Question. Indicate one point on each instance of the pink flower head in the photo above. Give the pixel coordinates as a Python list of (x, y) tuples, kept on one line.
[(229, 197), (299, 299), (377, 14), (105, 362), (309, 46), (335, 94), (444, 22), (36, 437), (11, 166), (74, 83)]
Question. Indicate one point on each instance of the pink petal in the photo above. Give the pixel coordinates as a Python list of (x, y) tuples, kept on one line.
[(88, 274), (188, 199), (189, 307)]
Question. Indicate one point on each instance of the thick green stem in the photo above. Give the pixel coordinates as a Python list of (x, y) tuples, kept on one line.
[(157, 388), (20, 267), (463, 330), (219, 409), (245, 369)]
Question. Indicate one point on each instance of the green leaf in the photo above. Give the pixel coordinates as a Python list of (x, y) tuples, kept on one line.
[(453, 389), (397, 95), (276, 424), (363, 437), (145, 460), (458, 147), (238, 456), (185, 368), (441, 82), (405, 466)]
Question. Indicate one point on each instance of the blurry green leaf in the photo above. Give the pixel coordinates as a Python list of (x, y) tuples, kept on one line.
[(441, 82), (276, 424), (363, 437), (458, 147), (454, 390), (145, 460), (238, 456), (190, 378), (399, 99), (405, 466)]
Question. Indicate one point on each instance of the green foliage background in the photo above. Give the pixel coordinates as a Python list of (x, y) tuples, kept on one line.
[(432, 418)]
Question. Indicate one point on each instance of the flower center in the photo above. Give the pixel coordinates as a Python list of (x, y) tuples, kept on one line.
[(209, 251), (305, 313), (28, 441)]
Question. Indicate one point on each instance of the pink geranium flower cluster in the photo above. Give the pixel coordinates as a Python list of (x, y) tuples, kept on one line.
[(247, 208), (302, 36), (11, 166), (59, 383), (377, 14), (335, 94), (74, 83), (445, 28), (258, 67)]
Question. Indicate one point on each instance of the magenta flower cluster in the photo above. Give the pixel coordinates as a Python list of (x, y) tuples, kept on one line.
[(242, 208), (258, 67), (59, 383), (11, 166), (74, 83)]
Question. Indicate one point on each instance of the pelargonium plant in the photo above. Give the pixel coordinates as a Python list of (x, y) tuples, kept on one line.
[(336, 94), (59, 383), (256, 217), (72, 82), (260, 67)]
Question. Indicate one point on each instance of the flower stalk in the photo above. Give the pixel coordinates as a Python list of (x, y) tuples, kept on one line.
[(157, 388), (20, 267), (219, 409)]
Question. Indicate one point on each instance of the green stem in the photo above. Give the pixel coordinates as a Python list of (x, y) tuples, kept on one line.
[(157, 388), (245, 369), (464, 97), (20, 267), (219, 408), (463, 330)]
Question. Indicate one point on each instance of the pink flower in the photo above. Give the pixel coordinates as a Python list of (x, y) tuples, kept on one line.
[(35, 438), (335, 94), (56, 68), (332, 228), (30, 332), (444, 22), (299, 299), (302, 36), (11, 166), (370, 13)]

* * *

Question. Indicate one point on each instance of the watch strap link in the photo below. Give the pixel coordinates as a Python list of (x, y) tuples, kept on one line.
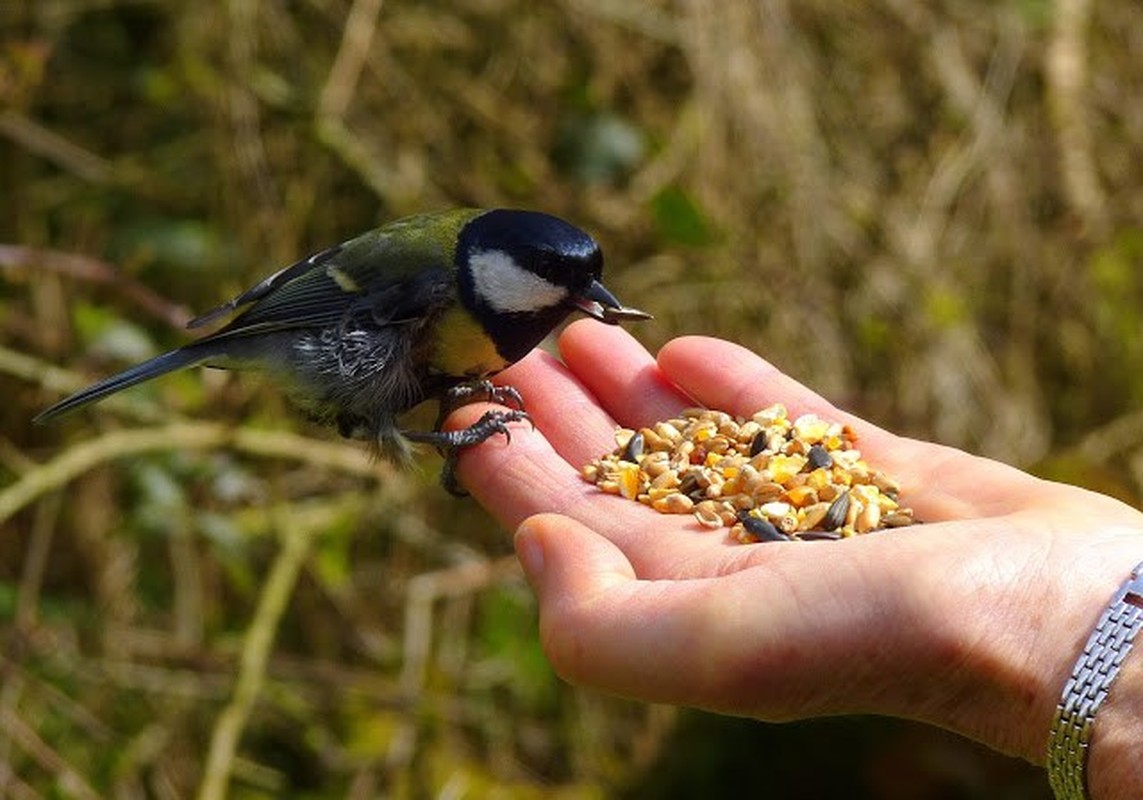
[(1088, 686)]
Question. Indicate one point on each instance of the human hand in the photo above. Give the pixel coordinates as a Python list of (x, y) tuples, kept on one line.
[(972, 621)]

---

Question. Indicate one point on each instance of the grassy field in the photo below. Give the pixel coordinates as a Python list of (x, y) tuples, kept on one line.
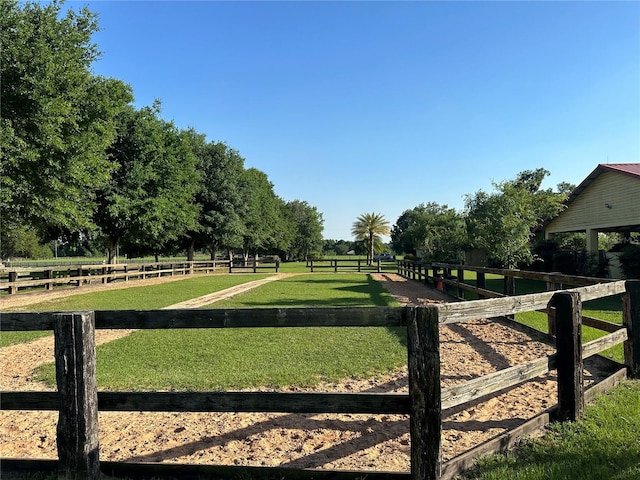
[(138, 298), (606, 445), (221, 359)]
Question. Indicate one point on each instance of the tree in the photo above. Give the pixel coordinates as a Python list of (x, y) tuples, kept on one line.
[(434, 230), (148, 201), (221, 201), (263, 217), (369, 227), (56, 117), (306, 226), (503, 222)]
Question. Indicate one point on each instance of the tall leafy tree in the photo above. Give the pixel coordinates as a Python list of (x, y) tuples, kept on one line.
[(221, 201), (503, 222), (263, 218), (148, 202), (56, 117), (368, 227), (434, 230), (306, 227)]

* **Goal**:
Scale the lines starting with the line containing "Question. Indicate one point on each instance of the tall" and going on through the line containing "230), (306, 227)]", and write out only those lines, requests included. In the answers, multiply every coordinate by 0.95 and round it to a whole number, rounding halves up.

* **Solution to the problem**:
Question. Indicate one point on each instance of the tall leafy tree in the photo above. Give the pixel coordinates as a Python list of (x, y) tuples, kept on one line.
[(210, 191), (478, 211), (250, 207), (141, 192), (53, 111), (350, 216), (412, 219), (291, 216)]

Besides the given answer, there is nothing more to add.